-- start STORED ROWS --

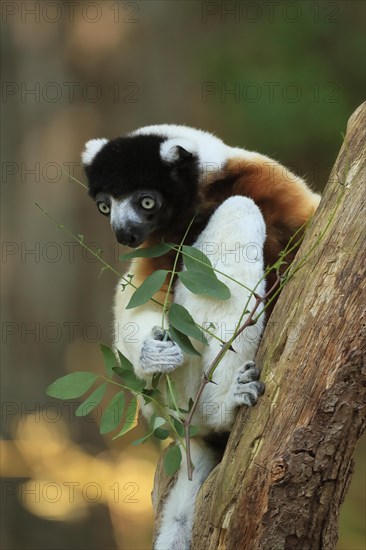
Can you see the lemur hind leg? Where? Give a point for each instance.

-- end STORED ROWS --
-- start STORED ROWS --

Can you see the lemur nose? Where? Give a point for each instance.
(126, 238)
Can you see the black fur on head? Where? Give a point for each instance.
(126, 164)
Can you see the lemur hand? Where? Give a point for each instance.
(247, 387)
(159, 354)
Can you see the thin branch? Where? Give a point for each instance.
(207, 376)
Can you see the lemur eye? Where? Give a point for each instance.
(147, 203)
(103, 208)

-- end STORED ROWS --

> _PROBLEM_:
Pick out and copy every line of the data above that contains the string "lemur", treating case as significant.

> _SOLVED PROBLEM_:
Can you see the lemur hind leg? Where? Give a point for each instance.
Can you see the lemur nose? Where? Give a point for each instance.
Can you see the lemur hand? Where? Give a point for each instance.
Can you see the lemur eye? Where? Give a point for each instance.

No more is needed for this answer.